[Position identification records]
+ + +
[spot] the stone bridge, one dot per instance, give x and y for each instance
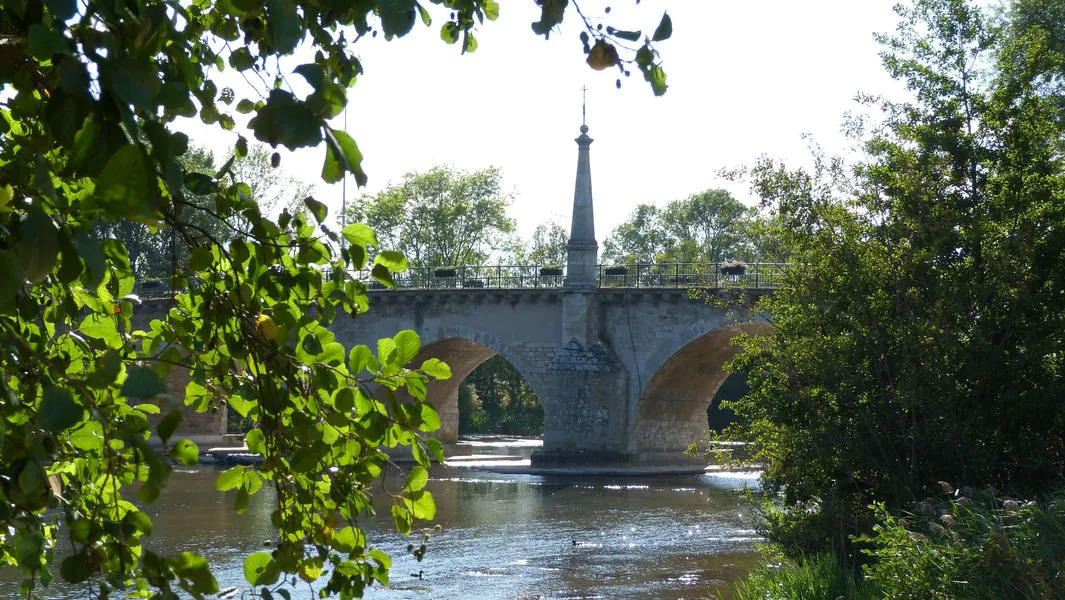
(624, 360)
(624, 374)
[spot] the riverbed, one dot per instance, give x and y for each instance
(504, 536)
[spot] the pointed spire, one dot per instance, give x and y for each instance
(583, 249)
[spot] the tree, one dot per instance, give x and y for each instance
(714, 221)
(91, 95)
(640, 239)
(710, 226)
(921, 338)
(441, 216)
(546, 246)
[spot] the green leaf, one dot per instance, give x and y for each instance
(402, 518)
(317, 209)
(38, 245)
(392, 260)
(424, 14)
(142, 382)
(421, 504)
(657, 79)
(123, 185)
(12, 277)
(186, 453)
(665, 29)
(230, 479)
(311, 344)
(408, 343)
(386, 349)
(256, 441)
(361, 358)
(62, 10)
(260, 569)
(397, 17)
(59, 411)
(449, 32)
(437, 369)
(45, 43)
(283, 119)
(416, 479)
(348, 538)
(131, 80)
(140, 521)
(429, 417)
(200, 183)
(285, 26)
(342, 153)
(360, 233)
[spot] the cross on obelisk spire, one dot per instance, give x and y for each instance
(584, 104)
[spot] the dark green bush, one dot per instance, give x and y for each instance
(815, 578)
(972, 546)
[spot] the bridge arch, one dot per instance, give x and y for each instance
(671, 410)
(464, 351)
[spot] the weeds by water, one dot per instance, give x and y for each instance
(815, 578)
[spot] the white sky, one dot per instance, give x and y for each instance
(746, 78)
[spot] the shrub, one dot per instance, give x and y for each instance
(970, 546)
(814, 578)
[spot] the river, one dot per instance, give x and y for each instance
(503, 536)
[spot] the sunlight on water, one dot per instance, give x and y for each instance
(504, 535)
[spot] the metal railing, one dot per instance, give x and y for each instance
(752, 276)
(755, 276)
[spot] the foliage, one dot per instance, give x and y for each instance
(921, 338)
(710, 226)
(89, 94)
(815, 578)
(546, 246)
(495, 399)
(151, 252)
(971, 545)
(441, 216)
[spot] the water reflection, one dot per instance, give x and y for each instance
(504, 536)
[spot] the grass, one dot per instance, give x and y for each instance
(814, 578)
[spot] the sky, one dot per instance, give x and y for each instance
(746, 79)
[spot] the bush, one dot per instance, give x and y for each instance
(970, 546)
(815, 578)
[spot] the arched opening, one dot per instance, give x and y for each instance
(719, 417)
(486, 393)
(495, 399)
(674, 408)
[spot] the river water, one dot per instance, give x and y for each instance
(504, 536)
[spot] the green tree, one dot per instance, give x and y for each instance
(441, 216)
(714, 222)
(546, 246)
(710, 226)
(640, 239)
(497, 400)
(921, 338)
(91, 93)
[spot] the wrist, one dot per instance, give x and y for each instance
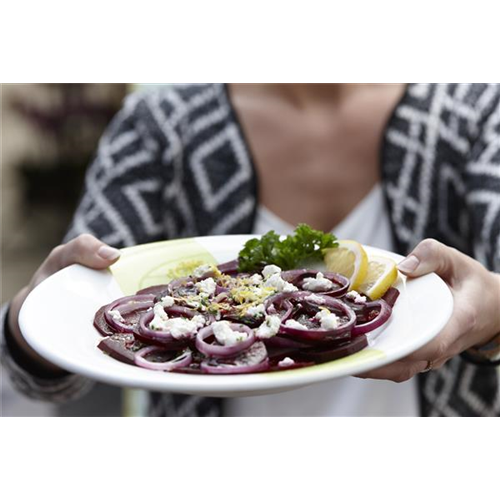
(488, 351)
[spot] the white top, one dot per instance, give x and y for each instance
(349, 404)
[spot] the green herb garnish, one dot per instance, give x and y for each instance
(305, 244)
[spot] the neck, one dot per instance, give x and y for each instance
(304, 93)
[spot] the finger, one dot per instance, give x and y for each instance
(399, 371)
(86, 250)
(432, 256)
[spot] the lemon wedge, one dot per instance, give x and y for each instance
(348, 259)
(380, 276)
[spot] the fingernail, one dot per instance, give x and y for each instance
(108, 253)
(409, 265)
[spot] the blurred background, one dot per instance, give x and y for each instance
(49, 135)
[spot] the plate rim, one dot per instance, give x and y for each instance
(258, 383)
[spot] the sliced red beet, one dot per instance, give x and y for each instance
(121, 347)
(101, 324)
(320, 355)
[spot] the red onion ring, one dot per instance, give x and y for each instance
(230, 267)
(322, 334)
(253, 360)
(221, 351)
(382, 317)
(320, 355)
(184, 359)
(138, 303)
(160, 336)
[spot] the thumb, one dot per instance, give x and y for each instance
(431, 256)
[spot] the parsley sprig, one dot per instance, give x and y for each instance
(304, 245)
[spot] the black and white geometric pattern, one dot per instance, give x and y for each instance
(175, 163)
(441, 172)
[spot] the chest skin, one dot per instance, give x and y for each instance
(315, 163)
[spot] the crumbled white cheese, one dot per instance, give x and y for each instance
(291, 323)
(181, 328)
(201, 270)
(286, 362)
(255, 279)
(178, 327)
(318, 284)
(270, 327)
(328, 320)
(358, 299)
(317, 299)
(207, 286)
(116, 315)
(256, 310)
(270, 270)
(167, 301)
(225, 335)
(159, 319)
(277, 282)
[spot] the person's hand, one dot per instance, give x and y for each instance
(86, 250)
(476, 313)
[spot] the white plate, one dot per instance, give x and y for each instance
(57, 316)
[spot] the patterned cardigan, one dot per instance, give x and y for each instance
(175, 163)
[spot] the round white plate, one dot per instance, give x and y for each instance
(56, 320)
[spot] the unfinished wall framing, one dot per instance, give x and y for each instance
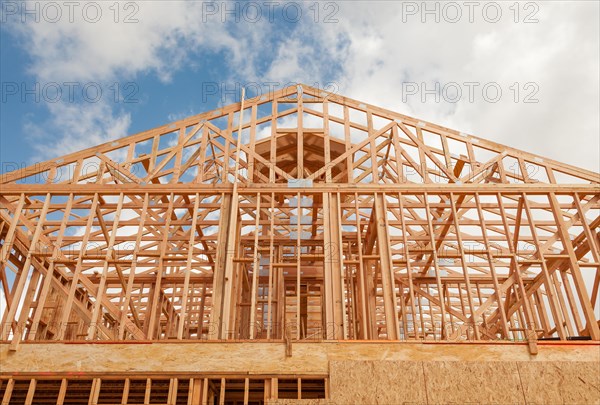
(299, 215)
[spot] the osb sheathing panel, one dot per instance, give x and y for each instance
(300, 402)
(459, 382)
(377, 382)
(561, 382)
(261, 357)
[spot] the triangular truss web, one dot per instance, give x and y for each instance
(331, 219)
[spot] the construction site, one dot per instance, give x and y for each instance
(300, 247)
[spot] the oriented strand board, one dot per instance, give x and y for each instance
(300, 402)
(460, 382)
(377, 382)
(561, 382)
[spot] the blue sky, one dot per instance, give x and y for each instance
(175, 59)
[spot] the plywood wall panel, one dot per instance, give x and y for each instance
(460, 382)
(377, 382)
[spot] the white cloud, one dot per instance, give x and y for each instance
(370, 52)
(165, 37)
(377, 52)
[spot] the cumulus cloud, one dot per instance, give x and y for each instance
(159, 39)
(386, 49)
(372, 50)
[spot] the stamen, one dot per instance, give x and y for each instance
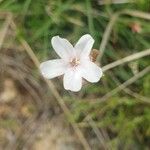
(74, 62)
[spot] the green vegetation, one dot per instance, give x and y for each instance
(125, 115)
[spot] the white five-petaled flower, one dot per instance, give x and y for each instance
(75, 63)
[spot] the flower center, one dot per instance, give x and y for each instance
(74, 62)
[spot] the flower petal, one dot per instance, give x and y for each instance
(53, 68)
(73, 80)
(84, 45)
(62, 47)
(91, 72)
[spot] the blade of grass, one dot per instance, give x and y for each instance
(54, 91)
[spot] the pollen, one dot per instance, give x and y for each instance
(75, 62)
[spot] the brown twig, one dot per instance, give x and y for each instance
(54, 92)
(112, 22)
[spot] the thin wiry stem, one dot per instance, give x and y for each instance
(54, 92)
(127, 59)
(125, 84)
(5, 28)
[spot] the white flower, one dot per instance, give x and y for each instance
(75, 63)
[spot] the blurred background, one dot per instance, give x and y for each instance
(113, 114)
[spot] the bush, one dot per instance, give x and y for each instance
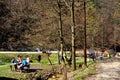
(6, 57)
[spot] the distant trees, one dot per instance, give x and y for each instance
(33, 23)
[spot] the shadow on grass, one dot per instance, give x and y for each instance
(5, 78)
(31, 70)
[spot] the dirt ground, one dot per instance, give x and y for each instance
(107, 70)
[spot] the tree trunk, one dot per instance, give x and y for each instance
(73, 36)
(85, 54)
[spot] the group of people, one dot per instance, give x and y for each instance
(20, 63)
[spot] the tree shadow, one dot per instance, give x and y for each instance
(31, 70)
(5, 78)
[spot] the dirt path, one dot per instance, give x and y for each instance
(107, 70)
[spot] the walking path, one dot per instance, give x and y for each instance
(107, 70)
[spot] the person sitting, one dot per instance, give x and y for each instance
(19, 60)
(24, 64)
(14, 63)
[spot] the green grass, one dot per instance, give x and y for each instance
(5, 70)
(87, 71)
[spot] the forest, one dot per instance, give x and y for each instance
(28, 24)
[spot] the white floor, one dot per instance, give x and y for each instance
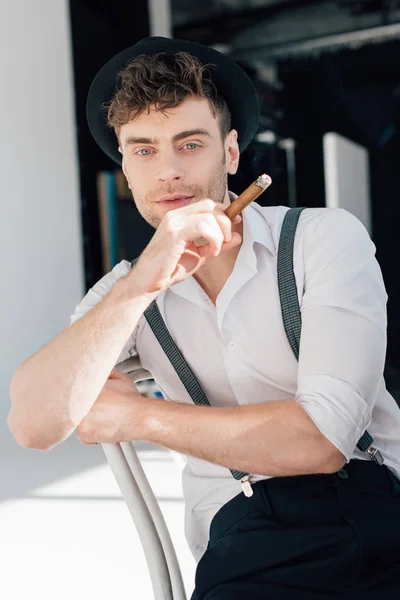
(66, 533)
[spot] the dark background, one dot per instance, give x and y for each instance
(352, 88)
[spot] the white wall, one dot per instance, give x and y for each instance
(41, 261)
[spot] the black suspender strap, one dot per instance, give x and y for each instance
(291, 314)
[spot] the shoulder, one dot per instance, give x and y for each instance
(317, 225)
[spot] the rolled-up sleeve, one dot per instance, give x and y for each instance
(128, 361)
(343, 339)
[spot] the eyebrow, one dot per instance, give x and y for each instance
(178, 136)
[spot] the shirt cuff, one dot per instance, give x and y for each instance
(337, 409)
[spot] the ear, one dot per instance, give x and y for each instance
(232, 152)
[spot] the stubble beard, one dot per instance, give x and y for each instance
(215, 190)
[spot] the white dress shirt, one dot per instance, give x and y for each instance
(239, 352)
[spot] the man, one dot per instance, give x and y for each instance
(322, 519)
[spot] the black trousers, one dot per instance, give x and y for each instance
(306, 537)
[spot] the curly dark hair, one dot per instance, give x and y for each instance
(164, 80)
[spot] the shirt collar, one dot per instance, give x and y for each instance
(255, 230)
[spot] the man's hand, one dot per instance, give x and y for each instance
(172, 256)
(117, 414)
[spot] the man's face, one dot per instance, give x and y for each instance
(178, 154)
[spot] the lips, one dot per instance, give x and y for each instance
(173, 197)
(175, 201)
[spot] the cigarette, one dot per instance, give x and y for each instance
(251, 193)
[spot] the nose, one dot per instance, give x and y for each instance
(170, 170)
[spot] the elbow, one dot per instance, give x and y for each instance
(331, 459)
(27, 437)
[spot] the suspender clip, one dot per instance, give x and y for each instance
(246, 486)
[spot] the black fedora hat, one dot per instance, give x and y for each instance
(230, 80)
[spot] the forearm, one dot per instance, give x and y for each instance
(274, 438)
(52, 391)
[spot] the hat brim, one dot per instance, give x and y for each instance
(231, 81)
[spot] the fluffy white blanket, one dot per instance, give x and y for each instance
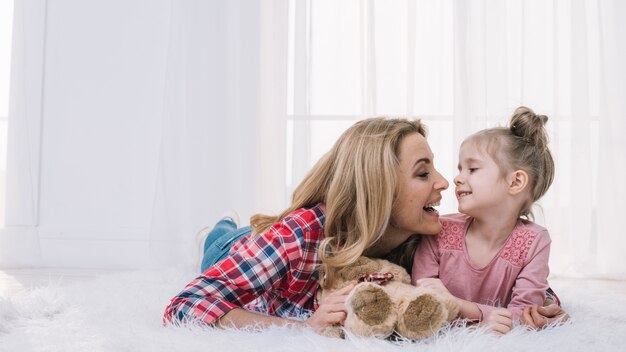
(122, 312)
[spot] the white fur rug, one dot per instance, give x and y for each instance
(122, 312)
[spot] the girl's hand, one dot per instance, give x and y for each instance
(433, 284)
(537, 317)
(499, 320)
(331, 311)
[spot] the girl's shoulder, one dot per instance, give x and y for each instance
(525, 240)
(452, 233)
(454, 222)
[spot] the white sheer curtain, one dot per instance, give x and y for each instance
(465, 65)
(223, 120)
(134, 124)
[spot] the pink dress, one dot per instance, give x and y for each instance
(515, 278)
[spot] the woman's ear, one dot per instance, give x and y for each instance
(517, 180)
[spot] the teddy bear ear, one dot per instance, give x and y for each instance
(363, 265)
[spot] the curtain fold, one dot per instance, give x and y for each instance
(561, 58)
(221, 124)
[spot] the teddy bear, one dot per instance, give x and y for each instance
(385, 302)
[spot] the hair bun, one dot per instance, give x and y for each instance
(529, 126)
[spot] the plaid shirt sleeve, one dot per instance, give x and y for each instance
(262, 263)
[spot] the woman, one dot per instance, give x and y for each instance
(369, 194)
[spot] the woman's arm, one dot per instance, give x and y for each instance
(331, 311)
(260, 265)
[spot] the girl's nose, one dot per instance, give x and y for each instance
(441, 183)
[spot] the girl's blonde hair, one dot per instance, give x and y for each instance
(358, 181)
(521, 146)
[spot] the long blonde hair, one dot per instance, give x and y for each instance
(358, 181)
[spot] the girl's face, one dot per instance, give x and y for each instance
(420, 187)
(480, 185)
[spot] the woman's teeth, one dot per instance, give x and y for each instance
(431, 206)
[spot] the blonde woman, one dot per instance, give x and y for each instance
(371, 192)
(369, 195)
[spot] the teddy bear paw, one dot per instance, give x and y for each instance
(370, 311)
(421, 317)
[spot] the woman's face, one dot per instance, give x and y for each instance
(420, 187)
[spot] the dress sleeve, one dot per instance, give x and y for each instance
(425, 259)
(532, 282)
(258, 266)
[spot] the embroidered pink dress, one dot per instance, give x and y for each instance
(515, 278)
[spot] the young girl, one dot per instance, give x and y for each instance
(490, 256)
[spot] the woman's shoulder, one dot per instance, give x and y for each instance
(303, 222)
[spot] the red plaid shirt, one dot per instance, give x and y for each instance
(274, 273)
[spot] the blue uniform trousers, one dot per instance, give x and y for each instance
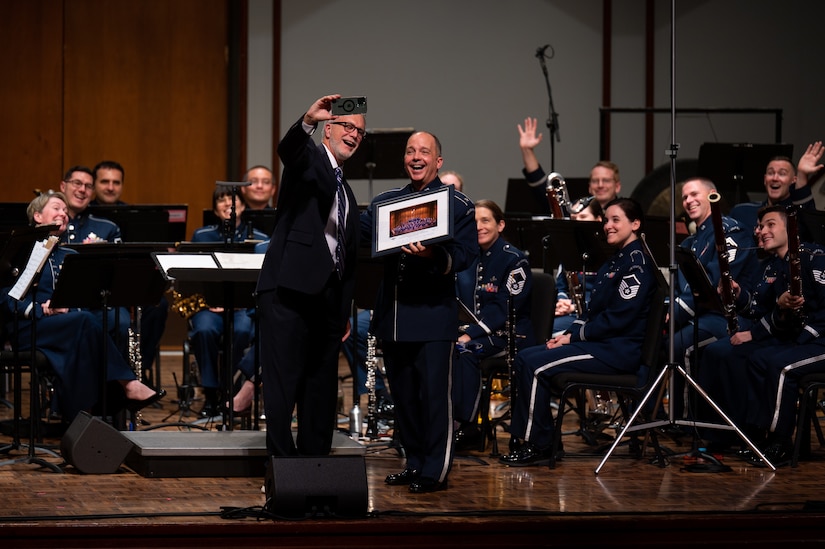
(423, 406)
(206, 335)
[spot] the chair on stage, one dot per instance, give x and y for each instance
(629, 388)
(496, 369)
(809, 385)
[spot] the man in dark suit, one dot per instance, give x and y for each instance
(307, 281)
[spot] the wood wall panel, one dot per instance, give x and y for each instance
(146, 85)
(30, 96)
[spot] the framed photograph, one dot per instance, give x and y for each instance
(421, 217)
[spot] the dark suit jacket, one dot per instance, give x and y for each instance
(298, 257)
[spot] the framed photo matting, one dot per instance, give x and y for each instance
(424, 217)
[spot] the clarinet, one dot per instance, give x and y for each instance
(372, 402)
(725, 279)
(136, 361)
(557, 196)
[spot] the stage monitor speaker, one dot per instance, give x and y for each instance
(329, 486)
(94, 447)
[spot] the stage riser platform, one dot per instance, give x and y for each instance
(161, 454)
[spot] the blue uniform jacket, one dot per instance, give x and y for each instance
(483, 289)
(86, 226)
(761, 303)
(616, 318)
(417, 298)
(744, 264)
(45, 287)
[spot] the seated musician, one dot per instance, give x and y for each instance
(753, 374)
(743, 263)
(785, 185)
(71, 339)
(84, 228)
(483, 290)
(207, 326)
(574, 287)
(608, 339)
(605, 183)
+ + +
PROBLEM REQUIREMENTS » Reproduce every line of the items from the line containing "[spot] the man in" through the end of the items, including the requests, and shift each x and y coordinate in the answers up by 36. Output only that part.

SOLVED EXERCISE »
[spot] the man in dark suit, one dot per instance, give x and y for each instance
(343, 317)
[spot] the wood wall panel, one dot per instance, give x and y for each instance
(182, 121)
(66, 132)
[spot] the framed photograph, one dot per instance, give x and y for each instance
(457, 253)
[spot] the dark suit jacket, one dot per instance, give x and y for each instance
(334, 293)
[spot] the framed photo matting, one dot per instance, give x and y for each instance
(460, 253)
[spot] the clarinet, one dot per instance, give x and y for each instance
(408, 438)
(761, 315)
(172, 397)
(593, 232)
[spot] the stage monitor speaker, one dot per instance, give x and y for each instance
(365, 522)
(130, 483)
[spot] the stage riser platform, one dot per instance, give x and y for each instance
(197, 490)
[spot] the blue uniform jacket, one dot per instance, give x and y for each instance
(519, 325)
(122, 262)
(797, 339)
(652, 354)
(453, 334)
(780, 300)
(81, 323)
[spot] the seated musician, one dot per instance, give x and y for each instance
(789, 410)
(779, 299)
(821, 221)
(107, 375)
(120, 264)
(519, 326)
(243, 362)
(610, 323)
(644, 375)
(641, 219)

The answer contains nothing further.